- The exercise
Retype exactly the stretch of lines that begins at the line containing "the form (437,254)." and ends at the last line of the data, with no other lines.

- Data items
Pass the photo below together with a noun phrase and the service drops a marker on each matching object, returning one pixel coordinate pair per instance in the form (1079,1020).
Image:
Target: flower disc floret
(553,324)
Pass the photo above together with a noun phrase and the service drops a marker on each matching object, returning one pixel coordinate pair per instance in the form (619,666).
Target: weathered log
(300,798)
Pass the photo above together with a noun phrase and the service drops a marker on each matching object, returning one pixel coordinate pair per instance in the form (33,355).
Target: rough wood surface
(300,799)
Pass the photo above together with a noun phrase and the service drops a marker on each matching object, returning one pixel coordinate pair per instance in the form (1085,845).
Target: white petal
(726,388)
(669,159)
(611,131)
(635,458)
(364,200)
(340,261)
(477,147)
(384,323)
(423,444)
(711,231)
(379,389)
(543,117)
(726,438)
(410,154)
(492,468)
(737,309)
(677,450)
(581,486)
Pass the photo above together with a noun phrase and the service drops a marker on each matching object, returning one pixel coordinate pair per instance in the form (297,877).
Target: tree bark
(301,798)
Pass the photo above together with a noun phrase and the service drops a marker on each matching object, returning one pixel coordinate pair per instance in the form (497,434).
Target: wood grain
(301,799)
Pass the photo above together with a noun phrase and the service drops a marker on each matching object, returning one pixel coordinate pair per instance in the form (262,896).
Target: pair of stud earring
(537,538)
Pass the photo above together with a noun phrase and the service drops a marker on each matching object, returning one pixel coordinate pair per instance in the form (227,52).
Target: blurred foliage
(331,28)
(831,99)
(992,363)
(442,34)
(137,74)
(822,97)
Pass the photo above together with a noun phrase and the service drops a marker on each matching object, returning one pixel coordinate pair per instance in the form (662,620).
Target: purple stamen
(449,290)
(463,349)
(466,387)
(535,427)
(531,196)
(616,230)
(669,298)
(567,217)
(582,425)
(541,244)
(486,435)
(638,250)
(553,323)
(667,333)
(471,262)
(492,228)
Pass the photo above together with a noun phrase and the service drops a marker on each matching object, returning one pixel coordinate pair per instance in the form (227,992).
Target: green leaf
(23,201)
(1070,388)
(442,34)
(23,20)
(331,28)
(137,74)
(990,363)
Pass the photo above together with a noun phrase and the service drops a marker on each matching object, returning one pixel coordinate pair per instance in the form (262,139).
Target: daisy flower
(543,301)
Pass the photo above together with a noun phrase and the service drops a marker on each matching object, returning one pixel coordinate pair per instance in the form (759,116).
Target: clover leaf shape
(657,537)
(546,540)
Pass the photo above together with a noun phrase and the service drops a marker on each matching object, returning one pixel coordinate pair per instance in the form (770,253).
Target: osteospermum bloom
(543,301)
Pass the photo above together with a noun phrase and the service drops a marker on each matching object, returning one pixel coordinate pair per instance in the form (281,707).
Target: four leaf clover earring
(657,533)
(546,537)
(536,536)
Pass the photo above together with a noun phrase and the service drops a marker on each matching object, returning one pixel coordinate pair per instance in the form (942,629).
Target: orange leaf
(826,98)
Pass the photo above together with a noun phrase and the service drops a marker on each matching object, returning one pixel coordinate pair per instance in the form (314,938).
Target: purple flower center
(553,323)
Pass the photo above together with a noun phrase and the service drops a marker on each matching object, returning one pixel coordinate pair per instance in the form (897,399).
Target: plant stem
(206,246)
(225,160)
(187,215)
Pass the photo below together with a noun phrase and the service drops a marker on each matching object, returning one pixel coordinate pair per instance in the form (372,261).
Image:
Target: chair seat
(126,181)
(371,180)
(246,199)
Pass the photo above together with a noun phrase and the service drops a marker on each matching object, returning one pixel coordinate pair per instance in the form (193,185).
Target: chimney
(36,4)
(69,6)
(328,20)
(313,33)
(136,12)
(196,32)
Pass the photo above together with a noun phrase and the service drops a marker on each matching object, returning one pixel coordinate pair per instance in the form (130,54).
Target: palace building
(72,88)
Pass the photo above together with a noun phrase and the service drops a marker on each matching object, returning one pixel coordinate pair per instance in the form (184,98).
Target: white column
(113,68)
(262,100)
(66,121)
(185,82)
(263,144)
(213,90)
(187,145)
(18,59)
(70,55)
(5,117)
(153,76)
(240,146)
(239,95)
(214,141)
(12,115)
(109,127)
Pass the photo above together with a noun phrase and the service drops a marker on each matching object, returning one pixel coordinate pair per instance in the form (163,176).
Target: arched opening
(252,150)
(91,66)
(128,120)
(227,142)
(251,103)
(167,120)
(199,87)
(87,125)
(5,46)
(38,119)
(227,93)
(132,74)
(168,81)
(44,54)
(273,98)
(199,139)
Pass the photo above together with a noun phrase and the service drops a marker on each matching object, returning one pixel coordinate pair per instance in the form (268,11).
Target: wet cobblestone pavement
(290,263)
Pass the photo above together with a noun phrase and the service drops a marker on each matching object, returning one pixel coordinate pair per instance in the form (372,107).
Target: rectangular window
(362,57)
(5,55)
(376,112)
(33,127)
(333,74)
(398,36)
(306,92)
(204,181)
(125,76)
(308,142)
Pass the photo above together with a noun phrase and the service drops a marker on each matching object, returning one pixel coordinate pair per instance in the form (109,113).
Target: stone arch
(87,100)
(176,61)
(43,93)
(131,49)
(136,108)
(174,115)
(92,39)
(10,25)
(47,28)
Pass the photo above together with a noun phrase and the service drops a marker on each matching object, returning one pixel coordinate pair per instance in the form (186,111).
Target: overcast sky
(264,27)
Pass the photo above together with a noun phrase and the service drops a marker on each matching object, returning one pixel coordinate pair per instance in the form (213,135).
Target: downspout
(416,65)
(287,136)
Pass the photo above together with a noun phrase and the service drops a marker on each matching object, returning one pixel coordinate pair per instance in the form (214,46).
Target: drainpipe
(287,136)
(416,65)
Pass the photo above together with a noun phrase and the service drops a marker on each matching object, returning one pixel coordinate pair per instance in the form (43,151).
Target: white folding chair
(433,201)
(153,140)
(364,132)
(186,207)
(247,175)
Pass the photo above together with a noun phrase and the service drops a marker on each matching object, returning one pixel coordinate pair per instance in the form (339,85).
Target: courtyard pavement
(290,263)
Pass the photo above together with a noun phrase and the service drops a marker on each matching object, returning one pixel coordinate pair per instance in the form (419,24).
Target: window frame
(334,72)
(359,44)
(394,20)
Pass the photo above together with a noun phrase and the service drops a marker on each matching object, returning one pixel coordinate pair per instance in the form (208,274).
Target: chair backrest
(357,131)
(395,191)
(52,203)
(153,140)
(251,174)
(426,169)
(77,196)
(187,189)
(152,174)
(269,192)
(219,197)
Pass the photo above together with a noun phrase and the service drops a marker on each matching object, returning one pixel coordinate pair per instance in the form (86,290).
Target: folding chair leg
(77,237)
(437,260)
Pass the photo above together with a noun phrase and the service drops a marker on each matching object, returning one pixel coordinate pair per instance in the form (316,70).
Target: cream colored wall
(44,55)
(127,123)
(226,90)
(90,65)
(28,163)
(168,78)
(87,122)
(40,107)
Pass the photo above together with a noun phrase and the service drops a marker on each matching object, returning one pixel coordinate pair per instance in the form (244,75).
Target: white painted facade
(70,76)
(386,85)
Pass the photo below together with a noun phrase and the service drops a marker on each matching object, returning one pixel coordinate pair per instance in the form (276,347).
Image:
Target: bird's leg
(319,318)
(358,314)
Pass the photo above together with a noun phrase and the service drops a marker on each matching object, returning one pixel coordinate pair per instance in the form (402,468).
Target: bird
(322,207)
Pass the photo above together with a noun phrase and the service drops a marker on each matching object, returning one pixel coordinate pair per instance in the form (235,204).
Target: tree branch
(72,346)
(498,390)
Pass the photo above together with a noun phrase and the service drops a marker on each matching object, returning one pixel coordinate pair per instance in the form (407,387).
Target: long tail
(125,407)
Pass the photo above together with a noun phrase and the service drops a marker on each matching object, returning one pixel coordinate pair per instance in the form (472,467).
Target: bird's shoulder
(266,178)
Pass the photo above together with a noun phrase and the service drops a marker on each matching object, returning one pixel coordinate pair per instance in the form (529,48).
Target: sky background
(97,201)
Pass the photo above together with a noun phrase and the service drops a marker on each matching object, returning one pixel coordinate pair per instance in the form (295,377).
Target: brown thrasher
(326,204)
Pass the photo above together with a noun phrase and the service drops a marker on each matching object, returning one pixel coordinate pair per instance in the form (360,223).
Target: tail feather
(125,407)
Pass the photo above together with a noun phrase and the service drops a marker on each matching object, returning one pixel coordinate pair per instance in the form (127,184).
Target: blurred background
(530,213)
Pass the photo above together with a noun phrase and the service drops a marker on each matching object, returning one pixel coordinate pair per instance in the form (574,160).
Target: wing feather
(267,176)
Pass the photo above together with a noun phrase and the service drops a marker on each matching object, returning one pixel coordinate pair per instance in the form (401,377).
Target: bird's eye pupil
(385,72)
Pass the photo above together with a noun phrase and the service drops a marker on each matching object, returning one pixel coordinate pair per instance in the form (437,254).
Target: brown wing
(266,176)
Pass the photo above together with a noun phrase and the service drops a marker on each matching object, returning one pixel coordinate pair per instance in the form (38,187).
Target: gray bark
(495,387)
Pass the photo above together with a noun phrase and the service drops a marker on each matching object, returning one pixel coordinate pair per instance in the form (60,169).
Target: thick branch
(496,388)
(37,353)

- Result
Pass the photo above together with a noun phrase and the service drops a marker on each matching object, returning one pixel coordinate pair per instance in the form (437,254).
Target: brown wing
(266,176)
Pass the photo above together with a noun phrase and the service drops a marker on each matching object, returning one pixel coordinate pair per instance in the form (38,187).
Target: gray bark
(495,387)
Pass the photo above together with a noun phrase and the service drops a marker on each matching object, returning one pixel coordinate pair per instance in the form (60,169).
Target: thick branch
(496,388)
(37,353)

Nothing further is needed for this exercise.